*PROBLEM DESCRIPTION:* Here the job is to retype the data word for word while leaving the pictures aside.

*INFORMATION SHOWN:*
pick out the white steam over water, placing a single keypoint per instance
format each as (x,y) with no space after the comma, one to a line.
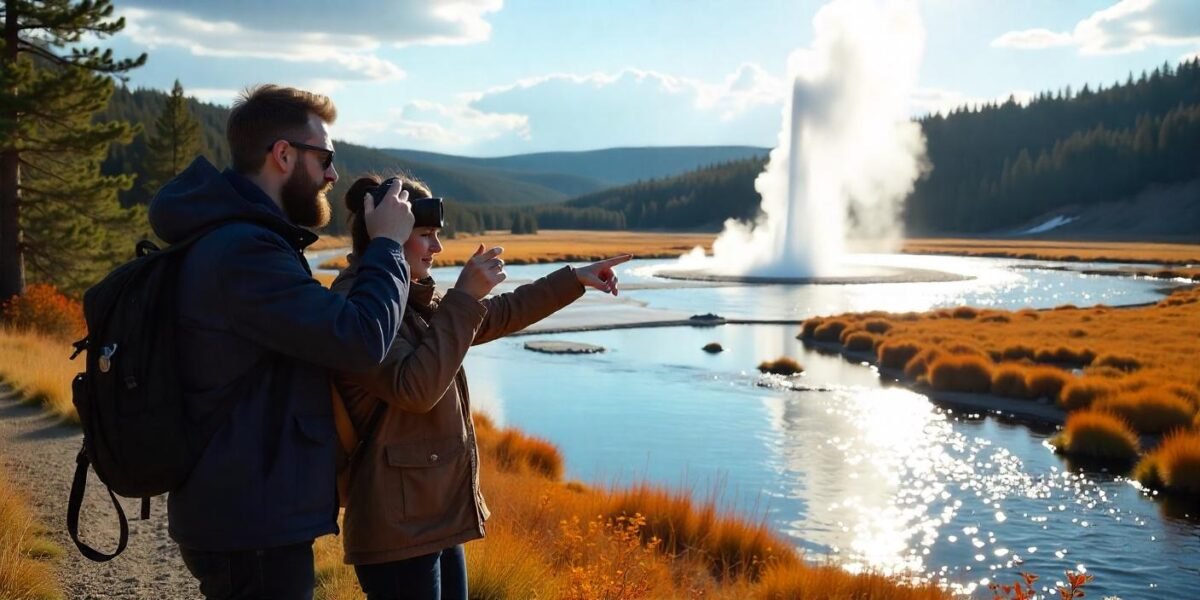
(849,151)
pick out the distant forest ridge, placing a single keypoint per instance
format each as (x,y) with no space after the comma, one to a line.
(481,192)
(996,167)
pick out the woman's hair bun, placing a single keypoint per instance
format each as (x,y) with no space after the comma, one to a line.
(359,190)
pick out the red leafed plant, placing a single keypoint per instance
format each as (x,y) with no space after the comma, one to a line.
(43,309)
(1023,589)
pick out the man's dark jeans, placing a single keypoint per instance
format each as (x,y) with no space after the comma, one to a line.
(437,576)
(273,574)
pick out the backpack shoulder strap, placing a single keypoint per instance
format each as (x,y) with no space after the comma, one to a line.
(76,502)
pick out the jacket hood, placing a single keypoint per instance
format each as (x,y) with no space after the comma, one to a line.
(202,196)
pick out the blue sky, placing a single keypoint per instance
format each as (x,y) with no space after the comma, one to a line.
(496,77)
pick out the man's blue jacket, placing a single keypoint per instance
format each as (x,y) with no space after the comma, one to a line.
(256,335)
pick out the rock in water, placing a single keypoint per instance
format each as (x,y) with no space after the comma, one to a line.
(550,347)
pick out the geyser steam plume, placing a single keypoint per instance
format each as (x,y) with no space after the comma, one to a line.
(849,151)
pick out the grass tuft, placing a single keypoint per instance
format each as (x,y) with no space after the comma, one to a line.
(1085,391)
(897,353)
(1174,466)
(24,571)
(961,373)
(1008,381)
(861,341)
(1098,435)
(1151,411)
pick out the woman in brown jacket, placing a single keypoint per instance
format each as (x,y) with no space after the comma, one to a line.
(414,497)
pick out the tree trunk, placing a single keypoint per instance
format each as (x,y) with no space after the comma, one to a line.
(12,261)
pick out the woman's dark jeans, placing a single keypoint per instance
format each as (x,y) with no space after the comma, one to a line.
(277,574)
(437,576)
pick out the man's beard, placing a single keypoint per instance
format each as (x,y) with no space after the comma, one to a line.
(304,201)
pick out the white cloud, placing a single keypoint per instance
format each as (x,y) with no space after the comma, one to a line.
(1129,25)
(573,111)
(329,46)
(391,22)
(1032,39)
(347,58)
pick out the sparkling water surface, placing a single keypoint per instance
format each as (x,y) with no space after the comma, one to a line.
(856,469)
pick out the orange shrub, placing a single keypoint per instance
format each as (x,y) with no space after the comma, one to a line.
(517,451)
(732,546)
(829,330)
(1018,353)
(1174,466)
(877,325)
(1008,381)
(918,365)
(832,582)
(1097,435)
(1119,361)
(960,373)
(45,310)
(1066,355)
(1151,411)
(1045,382)
(965,312)
(861,341)
(1085,391)
(897,353)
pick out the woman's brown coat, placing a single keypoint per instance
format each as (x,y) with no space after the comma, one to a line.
(415,487)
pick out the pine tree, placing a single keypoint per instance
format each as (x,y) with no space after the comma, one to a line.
(175,142)
(57,210)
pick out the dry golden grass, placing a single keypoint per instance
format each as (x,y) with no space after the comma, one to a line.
(553,540)
(24,550)
(1151,411)
(519,451)
(1098,435)
(573,246)
(1174,466)
(861,341)
(1135,361)
(960,373)
(829,582)
(1008,381)
(1085,391)
(39,367)
(1122,252)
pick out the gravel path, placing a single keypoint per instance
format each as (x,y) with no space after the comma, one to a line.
(39,455)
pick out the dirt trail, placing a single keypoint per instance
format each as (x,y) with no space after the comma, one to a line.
(39,455)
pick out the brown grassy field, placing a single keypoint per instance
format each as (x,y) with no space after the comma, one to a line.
(1134,365)
(36,365)
(552,539)
(552,245)
(556,246)
(547,538)
(25,573)
(1071,251)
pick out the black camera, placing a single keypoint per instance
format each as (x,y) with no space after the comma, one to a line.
(429,211)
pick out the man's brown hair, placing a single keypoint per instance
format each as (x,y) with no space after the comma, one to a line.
(268,113)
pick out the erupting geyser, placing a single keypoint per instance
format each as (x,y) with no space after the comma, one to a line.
(849,154)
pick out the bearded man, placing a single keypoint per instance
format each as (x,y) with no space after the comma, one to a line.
(256,335)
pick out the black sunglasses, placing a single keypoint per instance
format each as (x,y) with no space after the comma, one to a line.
(329,154)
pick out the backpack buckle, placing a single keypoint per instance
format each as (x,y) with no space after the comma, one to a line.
(79,346)
(106,358)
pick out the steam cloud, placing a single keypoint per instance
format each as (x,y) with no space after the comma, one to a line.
(847,154)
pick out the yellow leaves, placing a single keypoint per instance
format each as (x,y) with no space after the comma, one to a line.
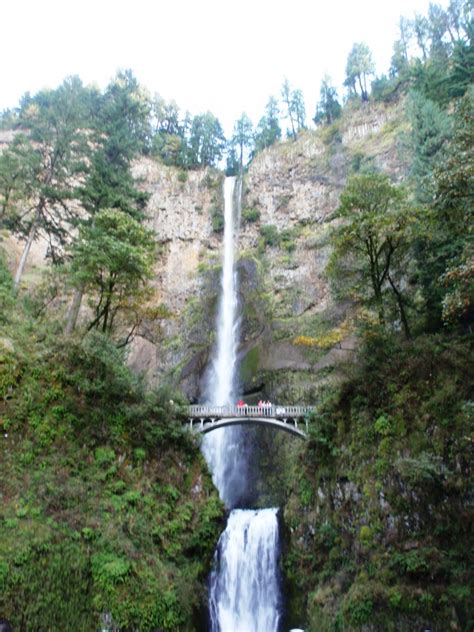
(325,341)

*SOLUTION TO THE PROBLEM:*
pick out the white steam over water, placing a single keypoint per instance
format each as (x,y) with no space after the comma, one to a line.
(849,151)
pick out the distant forest ridge, placing a single keypoint per instance
format each as (x,y) with no space after the comma, one to a line.
(481,192)
(996,167)
pick out the woman's hair bun, placing a single keypoint per instance
format each as (x,y) with no space after the comma, one to a line.
(359,190)
pick out the red leafed plant, placing a single keypoint per instance
format each as (x,y) with no space after the comma, one to a line.
(43,309)
(1023,589)
pick out the man's dark jeans, placing a single keypoint per instance
format each as (x,y) with no space after the comma, one to a line.
(437,576)
(273,574)
pick out the backpack shoulder strap, placing a single keypoint per instance
format each as (x,y) with no space after the comma, one to a line.
(76,502)
pick out the jacket hood, placing a single keypoint per instance
format each as (x,y) with no space after the comma, one to a line.
(202,196)
pick out the blue sky, placing a single keypoint per instance
format each as (x,y) with no space after the comma, one to a line.
(496,77)
pick out the man's blue jacket, placing a single keypoint per instance
format each as (x,y) with no space after the comma, one to a line.
(256,335)
pick out the rock in water, placing a single keypoint per instance
format each as (x,y) with no space after the comma, one to a line.
(550,347)
pick out the geyser steam plume, placing a single keypoint per instance
format each as (x,y) with no space after the comma, one to a line.
(849,151)
pick out the grass tuft, placing a single keypoint per instance
format each as (x,y) with no space after the comma, one to a line.
(1085,391)
(897,353)
(1174,466)
(24,571)
(961,373)
(1008,381)
(861,341)
(1098,435)
(1151,411)
pick out the woman in brown jacket, placing a single keypoint per instance
format each as (x,y) with no space after the comma, one to a line.
(414,497)
pick out the tree trunk, placing a single keypoint per instance
format each as (x,y) with no space after the comma, one to a line.
(12,261)
pick out the woman's dark jeans, placing a single keypoint per instance
format each as (x,y) with no space after the comma, one to a line.
(277,574)
(437,576)
pick out the man's beard, placing a single keypoint per instance
format each as (x,y) with no space after the comma, one to a line.
(304,201)
pick out the white cloud, placing a single keypoint per instance
format each as (x,y) with no space after the comma, one to a line.
(1129,25)
(573,111)
(329,46)
(391,22)
(1032,39)
(347,58)
pick out the sparkling water surface, placing a single keypoint per instance
format each as (x,y) with no space after the comma, one to a line.
(856,469)
pick out the orange shrub, placing a single keypoint per instance
format each as (x,y) with no space after the comma, one to a line.
(517,451)
(732,546)
(829,330)
(1018,353)
(1174,466)
(877,325)
(1008,381)
(918,365)
(832,582)
(1097,435)
(1119,361)
(960,373)
(45,310)
(1066,355)
(1151,411)
(1045,382)
(965,312)
(861,341)
(1085,391)
(897,353)
pick out the woman's brown coat, placing a single keypoint per instance
format each as (x,y) with no space after the comma, one to a line.
(415,487)
pick out the pine tree, placing a single keypoint per instance
format each as (x,y) with no space after the comma, one to a line.
(175,142)
(57,210)
pick out the dry golden grass, placing a single keypoint per instance
format each as (x,y) with no space after the comma, one to a line.
(553,540)
(24,550)
(1151,411)
(519,451)
(1098,435)
(573,246)
(1174,466)
(861,341)
(1135,361)
(960,373)
(829,582)
(1008,381)
(1085,391)
(39,367)
(1122,252)
pick out the gravel path, placing a single keypoint per instance
format each as (x,y) with no space after the comma, one to a line.
(39,455)
pick out the dirt trail, placing a single keypoint per instance
format each as (x,y) with no space after the comma, one to a line.
(39,455)
pick out the brown grassy field, placing a single keypoint per instance
format each as (x,y) with no space after the comma, one to a line.
(1134,365)
(36,365)
(552,539)
(552,245)
(556,246)
(547,538)
(25,573)
(1071,251)
pick out the black camera, placing a single keypoint per instance
format each as (x,y) with no space after the comma, one to a line.
(429,211)
pick out the man's brown hair, placing a single keypoint per instance
format each as (x,y) with no space after the comma, one to a line.
(268,113)
pick out the erupting geyser, placing a single keypoint per instance
format each as (x,y) with no space after the comma, one to a line.
(849,154)
pick out the bearded man, placing a single keypoint per instance
format each as (x,y) with no space after the comma, one to a line.
(256,335)
pick out the black sunglasses, placing a single keypoint per instance
format each as (x,y) with no space after the comma, one to a line.
(329,154)
pick out the backpack buckle, placing a single keypoint per instance
format each as (x,y) with no space after the comma, one to a line.
(79,346)
(106,358)
pick out the steam cloud, placing a single keypoint per instance
format each as (x,y) with no space after the comma, one to a line.
(847,154)
pick out the yellow leaves, placing a single keypoint per instance
format each as (x,y) with no space after the comma, one to a line.
(325,341)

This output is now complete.